------ DATA SHOWN ------

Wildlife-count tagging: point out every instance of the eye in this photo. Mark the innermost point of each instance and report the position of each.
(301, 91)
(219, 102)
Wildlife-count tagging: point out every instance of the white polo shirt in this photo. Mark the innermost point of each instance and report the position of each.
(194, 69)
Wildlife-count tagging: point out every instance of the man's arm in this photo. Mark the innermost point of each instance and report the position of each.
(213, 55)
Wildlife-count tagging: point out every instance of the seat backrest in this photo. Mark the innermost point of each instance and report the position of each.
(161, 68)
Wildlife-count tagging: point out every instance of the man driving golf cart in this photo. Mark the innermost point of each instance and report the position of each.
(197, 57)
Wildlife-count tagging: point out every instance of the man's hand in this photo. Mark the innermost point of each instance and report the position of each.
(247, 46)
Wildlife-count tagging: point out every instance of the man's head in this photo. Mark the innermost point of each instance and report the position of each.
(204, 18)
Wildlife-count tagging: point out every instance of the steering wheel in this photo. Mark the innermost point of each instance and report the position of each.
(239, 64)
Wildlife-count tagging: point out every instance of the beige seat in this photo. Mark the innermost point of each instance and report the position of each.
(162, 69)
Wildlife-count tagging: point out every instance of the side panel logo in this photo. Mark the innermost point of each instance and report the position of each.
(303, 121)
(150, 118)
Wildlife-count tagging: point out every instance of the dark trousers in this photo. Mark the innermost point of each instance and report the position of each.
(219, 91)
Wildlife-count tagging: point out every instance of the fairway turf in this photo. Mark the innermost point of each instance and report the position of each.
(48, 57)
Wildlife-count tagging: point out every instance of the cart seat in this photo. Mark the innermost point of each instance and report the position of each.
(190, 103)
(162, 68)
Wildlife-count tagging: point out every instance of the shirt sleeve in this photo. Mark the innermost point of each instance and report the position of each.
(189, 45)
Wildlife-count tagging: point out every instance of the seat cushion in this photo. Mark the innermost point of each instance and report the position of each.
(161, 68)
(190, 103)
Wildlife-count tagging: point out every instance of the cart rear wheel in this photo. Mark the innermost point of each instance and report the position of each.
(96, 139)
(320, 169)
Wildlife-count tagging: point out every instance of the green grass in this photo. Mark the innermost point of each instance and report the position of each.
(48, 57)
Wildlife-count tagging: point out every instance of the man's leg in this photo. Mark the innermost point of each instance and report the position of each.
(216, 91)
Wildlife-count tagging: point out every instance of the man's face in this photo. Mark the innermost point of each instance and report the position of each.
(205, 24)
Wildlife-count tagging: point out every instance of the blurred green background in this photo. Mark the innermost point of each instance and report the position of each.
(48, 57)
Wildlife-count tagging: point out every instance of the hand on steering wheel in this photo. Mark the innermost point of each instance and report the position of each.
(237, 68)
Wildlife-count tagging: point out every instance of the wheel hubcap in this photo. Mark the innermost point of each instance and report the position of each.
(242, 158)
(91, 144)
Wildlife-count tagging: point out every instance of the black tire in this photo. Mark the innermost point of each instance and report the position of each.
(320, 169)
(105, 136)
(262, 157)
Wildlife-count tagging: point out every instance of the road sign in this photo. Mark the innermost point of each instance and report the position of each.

------

**WHAT IS EXPECTED:** Retype every one of the rows above with no changes at all.

**SOLUTION TO THIS EXERCISE:**
Wildlife-count tagging: point out every instance of the eye in this photo. Mark the innermost point of each instance and report the position of each.
(301, 91)
(219, 102)
Wildlife-count tagging: point out every instance of the white polo shirt in this photo. Mark the innermost point of each instance and report the position of each.
(194, 69)
Wildlife-count tagging: point out every instance of the man's arm in this photo. Mark the innermost point of each instance and report the position of each.
(213, 55)
Wildlife-count tagging: point out every instance of the seat backrest in this photo. Mark the innermost point of each instance and report the position of each.
(161, 68)
Wildlife-count tagging: point out every instance of the man driving golf cart in this photo. Mark the innermost point of each instance and report the position of each.
(197, 57)
Wildlife-count tagging: point out every instance of the man's hand in this photo. Mark the innermost point of each instance and report the position of each.
(247, 46)
Wildlife-count tagging: point out every instance of the man's head in this photo. Mark the innermost point of each instance and report the position of each.
(204, 18)
Wildlife-count tagging: point out every instance of the steering wheel in this photo. Mark the innermost point of each instance and report the position of each.
(239, 64)
Wildlife-count tagging: point out every instance of the beige seat in this photo. Mark the innermost point of each instance and report the position of each.
(162, 69)
Wildlife-count tagging: point out every instance of the side panel logo in this photo. Mark the innermost point of each instance and report the position of each.
(303, 121)
(150, 118)
Wildlife-count tagging: point out every instance of the dark trousers in this photo. Mark the innermost point of each instance and report the position of each.
(219, 91)
Wildlife-count tagging: point out every instance of the fairway turf in this photo. Mark the innermost point of each instance and report the position of each.
(48, 57)
Wildlife-count tagging: point out every instance of the cart seat in this photo. Mark the innermost point of each instance and report the position of each.
(190, 103)
(162, 68)
Wildlife-count tagging: point out every instance of the shirt sleeve in this photo. Mark the innermost point of each instance and report the position of each.
(189, 45)
Wildlife-count tagging: point out every instance of the seat cushion in this photo. Mark the innermost point of each instance and report the position of each.
(161, 68)
(190, 103)
Wildlife-count tagging: point out every instance of the cart rear wheel in this photo. Mark the innermost point of each instance and report the position of each.
(96, 139)
(320, 169)
Wildlife-count tagging: point out every instance of the green grass in this photo. Mark the innermost point of each instance and report the position of each.
(48, 57)
Wildlife-count tagging: point out every instance of the man's leg in this photo. Mark the innermost point of each instance and report the position of each.
(216, 91)
Wildlife-count tagging: point out every instance of the man's face in this photo. Mark the innermost point of each instance and report the position of each.
(205, 24)
Wildlife-count tagging: point out every instance of the blurred green background in this photo. Mark the innermost point of each instance and report the position of each.
(48, 57)
Wildlife-count tagging: point out every instance of the hand on steering wheel in this photo. Mark the innermost point of each instance and report the position of each.
(237, 68)
Wildlife-count tagging: point out every instance of the wheel hubcap in this photo. Mark the innermost point of each instance and report the position of each.
(242, 158)
(91, 144)
Wildlife-count tagging: point out every instance of the black tire in this photo. Mark the innermost point of each instance and report the position of each.
(320, 169)
(105, 136)
(262, 157)
Wildlife-count tagging: point out every instance of the road sign in this photo. Mark the innermost point of each instance and report the position of each.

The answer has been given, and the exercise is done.